--- What you have to do ---
Extract every line below, verbatim.

Stored items:
--

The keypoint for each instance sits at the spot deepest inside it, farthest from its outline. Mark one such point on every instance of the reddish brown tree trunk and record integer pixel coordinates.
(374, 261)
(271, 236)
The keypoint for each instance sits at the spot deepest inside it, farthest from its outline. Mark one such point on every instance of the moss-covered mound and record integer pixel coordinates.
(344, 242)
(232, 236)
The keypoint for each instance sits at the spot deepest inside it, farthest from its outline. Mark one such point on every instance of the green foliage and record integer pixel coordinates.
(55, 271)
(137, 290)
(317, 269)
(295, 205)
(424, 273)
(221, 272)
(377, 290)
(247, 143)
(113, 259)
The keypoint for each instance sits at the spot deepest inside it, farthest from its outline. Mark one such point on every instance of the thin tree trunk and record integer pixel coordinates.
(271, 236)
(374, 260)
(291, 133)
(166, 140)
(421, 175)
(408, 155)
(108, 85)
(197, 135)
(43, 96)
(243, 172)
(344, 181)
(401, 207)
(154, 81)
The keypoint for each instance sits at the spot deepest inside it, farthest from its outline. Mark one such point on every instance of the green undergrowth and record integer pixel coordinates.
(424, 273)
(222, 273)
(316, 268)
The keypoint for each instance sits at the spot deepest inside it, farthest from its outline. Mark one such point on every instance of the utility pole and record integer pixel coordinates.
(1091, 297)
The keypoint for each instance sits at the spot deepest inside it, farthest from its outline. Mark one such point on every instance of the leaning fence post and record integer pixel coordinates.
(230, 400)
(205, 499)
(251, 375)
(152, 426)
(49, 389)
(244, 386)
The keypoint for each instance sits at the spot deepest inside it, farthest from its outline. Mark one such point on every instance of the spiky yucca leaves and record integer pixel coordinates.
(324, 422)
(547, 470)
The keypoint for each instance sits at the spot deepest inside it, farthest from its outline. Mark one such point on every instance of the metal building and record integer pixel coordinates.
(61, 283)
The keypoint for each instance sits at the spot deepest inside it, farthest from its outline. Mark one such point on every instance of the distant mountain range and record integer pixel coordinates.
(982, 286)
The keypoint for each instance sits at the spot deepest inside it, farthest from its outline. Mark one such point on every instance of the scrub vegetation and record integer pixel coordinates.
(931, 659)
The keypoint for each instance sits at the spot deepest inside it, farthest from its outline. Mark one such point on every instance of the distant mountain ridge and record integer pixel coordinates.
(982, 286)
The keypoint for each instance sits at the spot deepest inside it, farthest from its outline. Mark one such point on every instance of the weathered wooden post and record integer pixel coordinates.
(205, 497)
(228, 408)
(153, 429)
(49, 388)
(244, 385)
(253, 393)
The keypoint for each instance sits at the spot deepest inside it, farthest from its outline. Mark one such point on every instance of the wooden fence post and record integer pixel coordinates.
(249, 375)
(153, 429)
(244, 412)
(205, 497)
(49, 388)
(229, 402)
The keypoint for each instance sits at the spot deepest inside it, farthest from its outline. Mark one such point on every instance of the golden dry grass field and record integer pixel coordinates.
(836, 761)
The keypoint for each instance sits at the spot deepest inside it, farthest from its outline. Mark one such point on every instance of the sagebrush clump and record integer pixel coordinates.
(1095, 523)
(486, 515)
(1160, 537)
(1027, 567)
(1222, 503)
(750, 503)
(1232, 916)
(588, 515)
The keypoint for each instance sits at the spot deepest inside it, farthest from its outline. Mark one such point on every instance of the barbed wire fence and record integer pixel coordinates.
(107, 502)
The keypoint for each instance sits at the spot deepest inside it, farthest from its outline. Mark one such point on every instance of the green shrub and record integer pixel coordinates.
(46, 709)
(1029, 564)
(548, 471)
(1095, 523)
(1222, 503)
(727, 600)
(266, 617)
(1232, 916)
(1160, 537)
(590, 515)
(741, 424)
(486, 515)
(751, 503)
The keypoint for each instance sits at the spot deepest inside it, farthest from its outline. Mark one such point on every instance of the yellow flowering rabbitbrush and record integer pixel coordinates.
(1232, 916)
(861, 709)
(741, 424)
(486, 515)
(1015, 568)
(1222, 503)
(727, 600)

--

--- Solution to this task ---
The keypoint for each instance sits at the spot deepest inside it, farthest from its outline. Mark one such point on every instance of the reddish brown tree trunk and record integer pixel coordinates.
(374, 261)
(271, 236)
The keypoint for each instance sits at the spot deepest inside it, farthest from its outline. Mark one such point on every instance of the moss-covered mound and record integer pixel coordinates.
(344, 242)
(232, 236)
The keypoint for each instance sits at the spot deepest inside it, farthest from its outline. Mark one such point on every instance of the green foliage and record integer pixel coordinates.
(55, 271)
(137, 290)
(317, 269)
(295, 205)
(424, 273)
(221, 272)
(377, 290)
(247, 143)
(113, 259)
The keypoint for each instance sits at the spot deepest inside it, farthest from its outline. Mark one such point on every instance of the thin tree trunk and record integer pixel coordinates.
(271, 236)
(374, 260)
(291, 133)
(166, 140)
(421, 175)
(408, 155)
(108, 85)
(197, 135)
(43, 96)
(243, 172)
(344, 181)
(401, 207)
(154, 81)
The keypoint for each instance sits at the spot deepest inside it, farthest from its outline. Mark one such point on every instance of the green undergrowth and record integer pixel coordinates.
(424, 273)
(222, 273)
(316, 268)
The keypoint for each instance sits at the spot deepest inside it, farthest from its outline. Mark one such point on every instance of the utility pole and record integer pixel coordinates.
(1091, 297)
The keypoint for each instance sits at the spot deepest inside it, farthest from its outline. Mark one such point on every instance of the leaning fence post and record integer pixel coordinates.
(230, 400)
(205, 499)
(251, 375)
(152, 426)
(49, 389)
(244, 386)
The keypoint for each instance sits at the spot deepest inside it, farthest from its outline. Mark one such point on every instance of the spiky yucca leaves and record integer pixel coordinates.
(324, 422)
(547, 470)
The keypoint for each instance sits at the spot deepest inside it, farthest from its outline. Mark one such point on every instance of the metal building and record integer pixel coordinates.
(61, 283)
The keypoint for each instance sits at the spot deepest inside it, farthest from its outline. Mark one such point on every instance of the distant mountain range and record integer pixel coordinates.
(982, 286)
The keypoint for each instance sits at the spot deepest inside it, farthest from its outline. Mark one such point on every instance of the scrub vegetation and record integer pixel coordinates.
(931, 659)
The keypoint for each instance sits at the spot deepest inside it, farthest from its outline. Mark one such point on every instance of the distant mountain ridge and record integer pixel coordinates.
(982, 286)
The keypoint for each instance sits at the spot deepest inside it, farthest from its outline. Mark one such point on every instance of the weathered wooden post and record integer pixel coordinates.
(205, 497)
(228, 408)
(153, 429)
(49, 388)
(244, 385)
(253, 393)
The keypoint for each instance sits at the spot deepest inside it, farthest from its outline. Mark one such point on every instance of the wooden fence post and record integer pixel coordinates.
(249, 375)
(153, 429)
(244, 412)
(205, 497)
(49, 388)
(229, 402)
The keypoint for each instance sits at the spot deepest inside it, farthest from its outline. Mark one such point on every instance of the golden dry grass field and record integer pixel coordinates.
(836, 761)
The keypoint for each instance sits at the spot deepest inside it, farthest from its outline. Mark one such point on every instance of the sagebrush clump and record integer pixel coordinates.
(1095, 523)
(486, 515)
(1160, 537)
(1027, 567)
(1222, 503)
(750, 503)
(1232, 916)
(588, 515)
The keypoint for each instance sits at the spot deepest inside it, farthest from its outline. Mark one such point on every instance of the barbed wire fence and record integer pixel coordinates.
(107, 502)
The keypoint for each instance sits at the spot deepest inside it, farthest from its outline. Mark one such point on every instance of the green shrub and record integer pixel coordinates.
(46, 709)
(1029, 564)
(548, 471)
(1095, 523)
(1222, 503)
(727, 600)
(266, 617)
(1232, 916)
(1160, 537)
(590, 515)
(741, 424)
(486, 515)
(751, 503)
The keypoint for each instance sits at the spot deepest inside it, farthest from its outline. Mark one such point on every instance of the yellow flowering rabbitbrush and record integer pixel coordinates.
(1232, 916)
(861, 709)
(741, 424)
(486, 515)
(1015, 568)
(1222, 503)
(727, 600)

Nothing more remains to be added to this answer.